▶ WHAT NEEDS TO BE DONE
Pick out and copy every line below that contains the string "tree".

▶ LISTING
______________________________
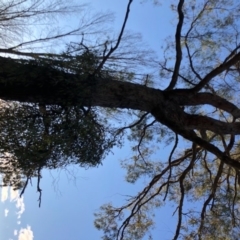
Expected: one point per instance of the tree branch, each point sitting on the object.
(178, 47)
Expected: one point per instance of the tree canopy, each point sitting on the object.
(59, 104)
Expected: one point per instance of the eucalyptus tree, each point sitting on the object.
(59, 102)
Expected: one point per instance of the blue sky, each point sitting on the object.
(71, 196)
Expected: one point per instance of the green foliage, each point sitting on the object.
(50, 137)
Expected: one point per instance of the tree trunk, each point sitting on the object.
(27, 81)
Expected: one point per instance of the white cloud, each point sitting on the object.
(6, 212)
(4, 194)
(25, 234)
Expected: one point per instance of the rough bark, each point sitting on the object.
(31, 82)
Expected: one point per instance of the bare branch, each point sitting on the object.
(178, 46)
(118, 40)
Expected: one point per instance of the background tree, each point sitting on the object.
______________________________
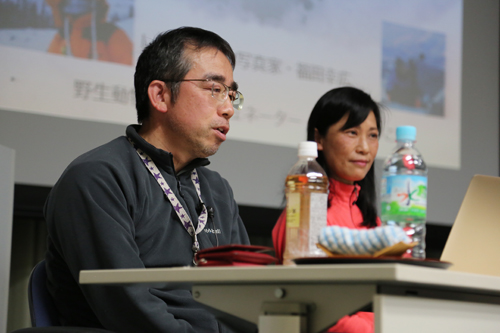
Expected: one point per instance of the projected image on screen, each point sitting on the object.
______________________________
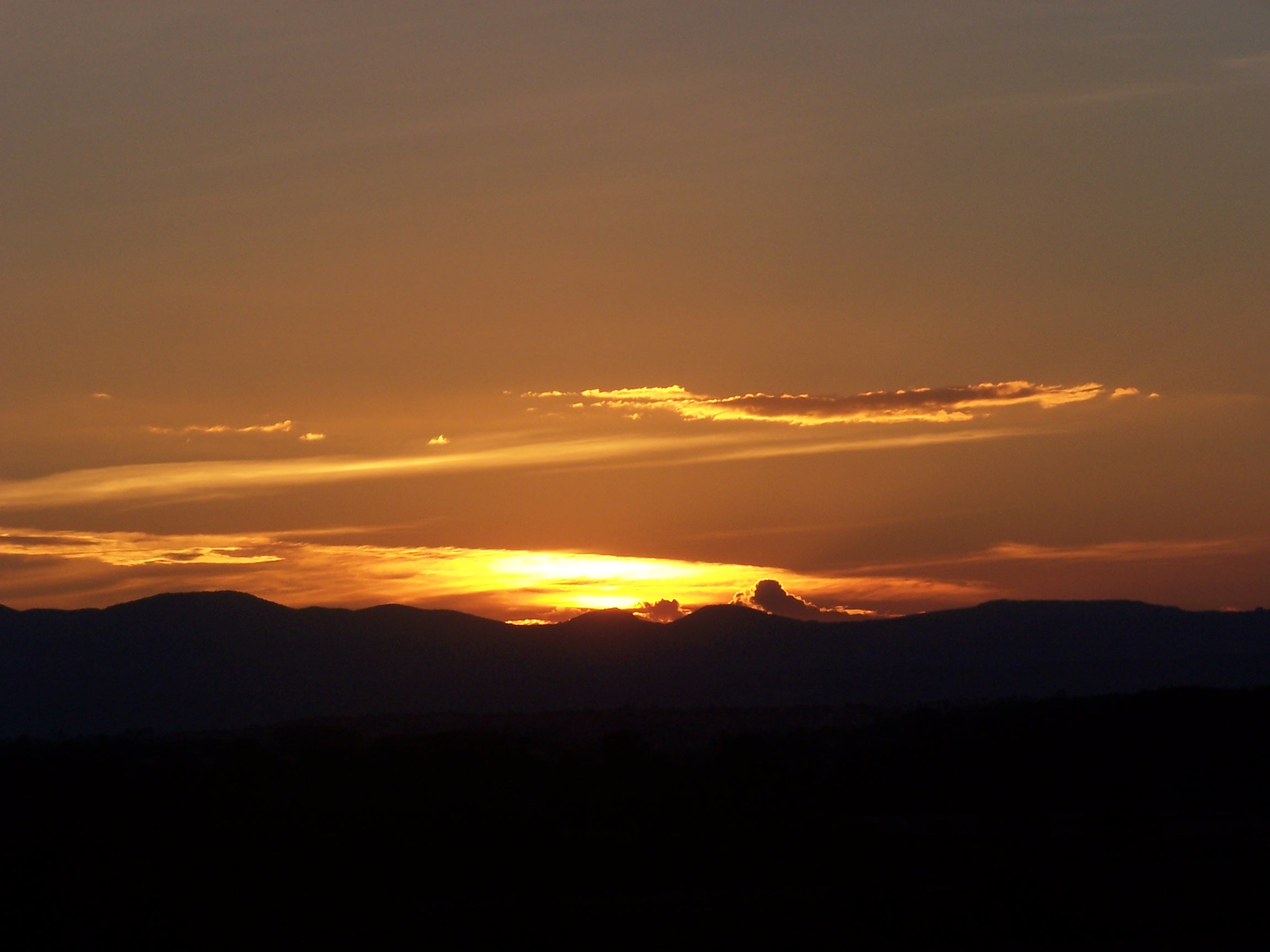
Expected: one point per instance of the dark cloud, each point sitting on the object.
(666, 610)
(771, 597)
______________________________
▶ TASK RESULT
Expected: one point per instance of the tree branch, each point sitting on the object.
Expected: one point per instance of the tree canopy, each point sitting on the object.
Expected: one point per instance of the eucalyptus tree, each point sitting on the object.
Expected: one point per instance of the tree trunk, each point sitting on the object.
Expected: one point per instance of the background tree, each point sitting on the object.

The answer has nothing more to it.